WHAT IS NEEDED: Line by line, copy out the data that follows.

┌──

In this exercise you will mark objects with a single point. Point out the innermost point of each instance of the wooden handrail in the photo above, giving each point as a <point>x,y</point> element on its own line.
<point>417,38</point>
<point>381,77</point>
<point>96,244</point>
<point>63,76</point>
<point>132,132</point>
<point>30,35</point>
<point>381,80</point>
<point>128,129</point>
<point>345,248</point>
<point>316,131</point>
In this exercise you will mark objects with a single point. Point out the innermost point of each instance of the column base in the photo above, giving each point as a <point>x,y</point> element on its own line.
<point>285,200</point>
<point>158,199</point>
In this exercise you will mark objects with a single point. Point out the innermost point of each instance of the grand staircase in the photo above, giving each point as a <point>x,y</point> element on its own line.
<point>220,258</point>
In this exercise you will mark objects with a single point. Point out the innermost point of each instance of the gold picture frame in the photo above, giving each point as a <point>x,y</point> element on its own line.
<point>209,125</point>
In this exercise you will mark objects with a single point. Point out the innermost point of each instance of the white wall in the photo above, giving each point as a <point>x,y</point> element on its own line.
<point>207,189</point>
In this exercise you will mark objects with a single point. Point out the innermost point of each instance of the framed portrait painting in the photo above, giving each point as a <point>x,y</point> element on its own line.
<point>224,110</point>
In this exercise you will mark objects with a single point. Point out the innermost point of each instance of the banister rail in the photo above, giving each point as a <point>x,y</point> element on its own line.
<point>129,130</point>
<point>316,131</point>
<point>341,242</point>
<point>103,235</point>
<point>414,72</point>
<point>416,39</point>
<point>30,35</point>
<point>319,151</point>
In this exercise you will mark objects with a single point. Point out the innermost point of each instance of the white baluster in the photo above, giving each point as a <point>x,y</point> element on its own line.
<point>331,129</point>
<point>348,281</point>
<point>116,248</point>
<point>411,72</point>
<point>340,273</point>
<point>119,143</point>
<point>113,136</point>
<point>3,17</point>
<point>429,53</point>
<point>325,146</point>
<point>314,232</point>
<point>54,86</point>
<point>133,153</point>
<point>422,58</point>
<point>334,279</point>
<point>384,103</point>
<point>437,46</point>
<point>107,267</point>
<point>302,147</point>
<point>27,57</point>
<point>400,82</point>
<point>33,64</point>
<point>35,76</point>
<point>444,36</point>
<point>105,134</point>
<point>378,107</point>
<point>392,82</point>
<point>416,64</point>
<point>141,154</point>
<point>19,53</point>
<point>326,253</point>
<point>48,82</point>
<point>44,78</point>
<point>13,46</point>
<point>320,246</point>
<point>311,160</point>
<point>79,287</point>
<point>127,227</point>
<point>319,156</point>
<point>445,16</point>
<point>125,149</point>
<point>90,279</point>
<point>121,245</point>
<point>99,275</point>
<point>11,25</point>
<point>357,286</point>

└──

ANSWER SECTION:
In this exercise you will mark objects with a single point. Point out the innermost point of each instance of the wooden handrail in the photo above, giving each point as a <point>x,y</point> element on its own line.
<point>417,38</point>
<point>381,77</point>
<point>96,244</point>
<point>63,76</point>
<point>132,132</point>
<point>30,35</point>
<point>381,80</point>
<point>128,129</point>
<point>345,248</point>
<point>316,131</point>
In this exercise you will mark objects with a single point. Point out the innermost point of each instance of the column base in the photo above, giving each point as a <point>x,y</point> element on its own line.
<point>285,200</point>
<point>158,199</point>
In this exercise you will mark objects with a single point. Point out the innermost point of each instance of the grand staircase in the photo above, giving each point as a <point>x,y</point> element on its own line.
<point>220,258</point>
In this exercise you will mark objects with a single point. Point out the innermost point of each instance of the gold picture frame in the photo above, giving each point as a <point>x,y</point> element on its own line.
<point>209,125</point>
In this exercise you will mark objects with a single point. Point out the innermost point of each instance of the white wall in the photo above, giving each point as a <point>x,y</point> element on its own line.
<point>207,189</point>
In this exercise you will mark objects with a single point. Point out the innermost point of each instance of the framed portrait painting in the photo above, giving each point as a <point>x,y</point> element on its own line.
<point>224,110</point>
In this exercise you will mark objects with a single point. Point out the innermost point of each instance of the banister rail in the photo above, giving each point as a <point>x,y</point> element on its own line.
<point>129,130</point>
<point>316,131</point>
<point>341,242</point>
<point>103,235</point>
<point>414,72</point>
<point>416,39</point>
<point>30,35</point>
<point>319,151</point>
In this exercise you will mark objects with a single point. Point out the innermost point of each instance of the white baluster in the photo above, giving each point as a <point>x,y</point> element on its own line.
<point>331,129</point>
<point>348,281</point>
<point>116,248</point>
<point>411,72</point>
<point>340,273</point>
<point>119,143</point>
<point>113,136</point>
<point>3,17</point>
<point>429,53</point>
<point>325,146</point>
<point>314,232</point>
<point>54,86</point>
<point>133,153</point>
<point>422,58</point>
<point>334,279</point>
<point>384,103</point>
<point>437,46</point>
<point>107,267</point>
<point>302,147</point>
<point>27,57</point>
<point>400,82</point>
<point>33,64</point>
<point>35,76</point>
<point>444,36</point>
<point>105,134</point>
<point>378,107</point>
<point>392,82</point>
<point>416,64</point>
<point>141,154</point>
<point>19,53</point>
<point>326,253</point>
<point>48,82</point>
<point>44,78</point>
<point>13,46</point>
<point>320,246</point>
<point>311,160</point>
<point>79,287</point>
<point>127,227</point>
<point>319,156</point>
<point>445,16</point>
<point>125,149</point>
<point>90,279</point>
<point>121,245</point>
<point>99,275</point>
<point>11,25</point>
<point>357,286</point>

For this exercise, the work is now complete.